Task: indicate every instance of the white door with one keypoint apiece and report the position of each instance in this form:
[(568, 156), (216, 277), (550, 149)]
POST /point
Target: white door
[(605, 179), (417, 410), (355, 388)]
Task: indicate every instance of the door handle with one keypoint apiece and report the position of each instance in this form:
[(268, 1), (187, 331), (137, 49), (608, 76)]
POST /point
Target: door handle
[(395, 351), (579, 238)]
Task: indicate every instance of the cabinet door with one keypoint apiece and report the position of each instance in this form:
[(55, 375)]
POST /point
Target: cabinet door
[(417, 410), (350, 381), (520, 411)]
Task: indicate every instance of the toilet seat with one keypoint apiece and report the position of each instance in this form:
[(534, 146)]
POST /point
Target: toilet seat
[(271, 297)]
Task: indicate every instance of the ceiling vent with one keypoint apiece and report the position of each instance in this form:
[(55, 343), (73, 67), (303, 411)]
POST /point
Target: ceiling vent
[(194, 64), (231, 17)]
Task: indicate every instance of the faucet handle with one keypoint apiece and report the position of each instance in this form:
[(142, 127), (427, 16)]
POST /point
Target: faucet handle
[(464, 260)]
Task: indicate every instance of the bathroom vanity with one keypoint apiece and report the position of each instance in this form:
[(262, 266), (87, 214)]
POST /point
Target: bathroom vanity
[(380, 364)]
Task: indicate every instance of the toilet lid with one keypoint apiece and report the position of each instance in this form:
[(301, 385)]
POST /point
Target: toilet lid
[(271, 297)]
....................
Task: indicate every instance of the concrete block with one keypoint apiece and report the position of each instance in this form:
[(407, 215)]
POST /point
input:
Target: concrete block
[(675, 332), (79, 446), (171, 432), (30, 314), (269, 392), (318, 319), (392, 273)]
....................
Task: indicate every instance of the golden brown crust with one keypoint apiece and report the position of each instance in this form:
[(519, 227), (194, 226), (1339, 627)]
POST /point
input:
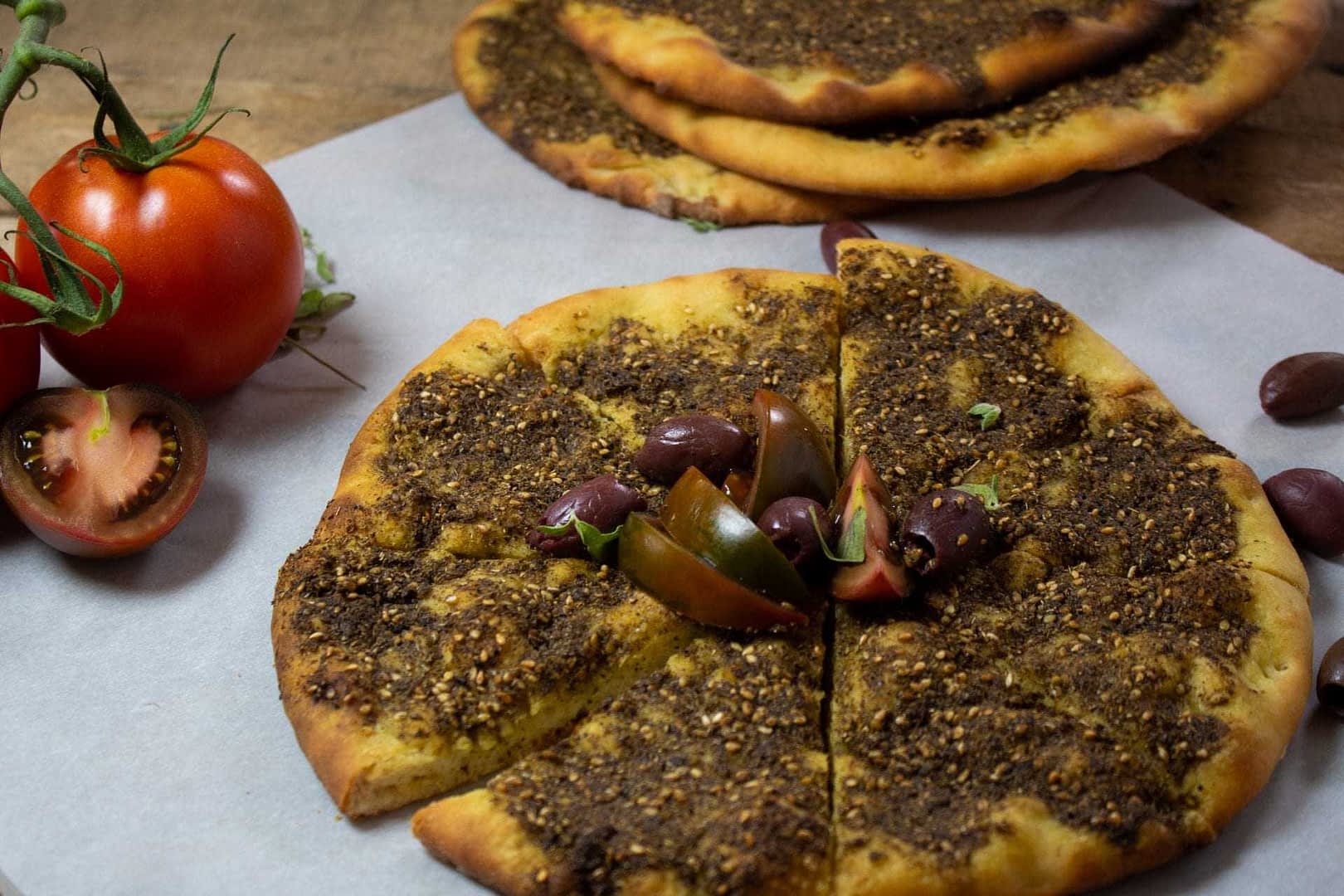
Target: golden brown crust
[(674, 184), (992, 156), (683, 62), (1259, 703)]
....................
Exercise description: Count every line of the listing holding the string "position". Reply with the total alone.

Response to the exercise: 10